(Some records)
○ ○ ○ ○

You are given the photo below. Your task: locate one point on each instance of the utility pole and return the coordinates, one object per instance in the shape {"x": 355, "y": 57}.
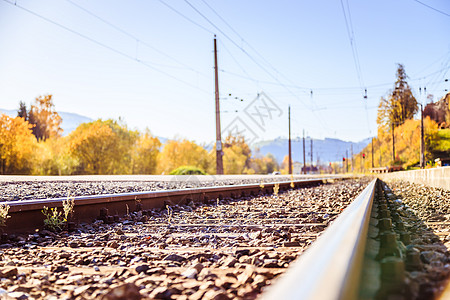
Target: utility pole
{"x": 290, "y": 149}
{"x": 304, "y": 154}
{"x": 312, "y": 162}
{"x": 346, "y": 159}
{"x": 351, "y": 154}
{"x": 372, "y": 154}
{"x": 393, "y": 144}
{"x": 422, "y": 141}
{"x": 219, "y": 153}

○ ○ ○ ○

WRITTEN INSTRUCTION. Print the lines above word for word, without the pictures.

ANSWER FOR THIS EXERCISE.
You are given the photo below. Your task: locate one point on each instance of the utility pole and return the coordinates, one object per instance in the shape {"x": 355, "y": 57}.
Target: utility pole
{"x": 290, "y": 149}
{"x": 304, "y": 154}
{"x": 312, "y": 162}
{"x": 346, "y": 159}
{"x": 351, "y": 154}
{"x": 372, "y": 154}
{"x": 393, "y": 144}
{"x": 422, "y": 141}
{"x": 219, "y": 153}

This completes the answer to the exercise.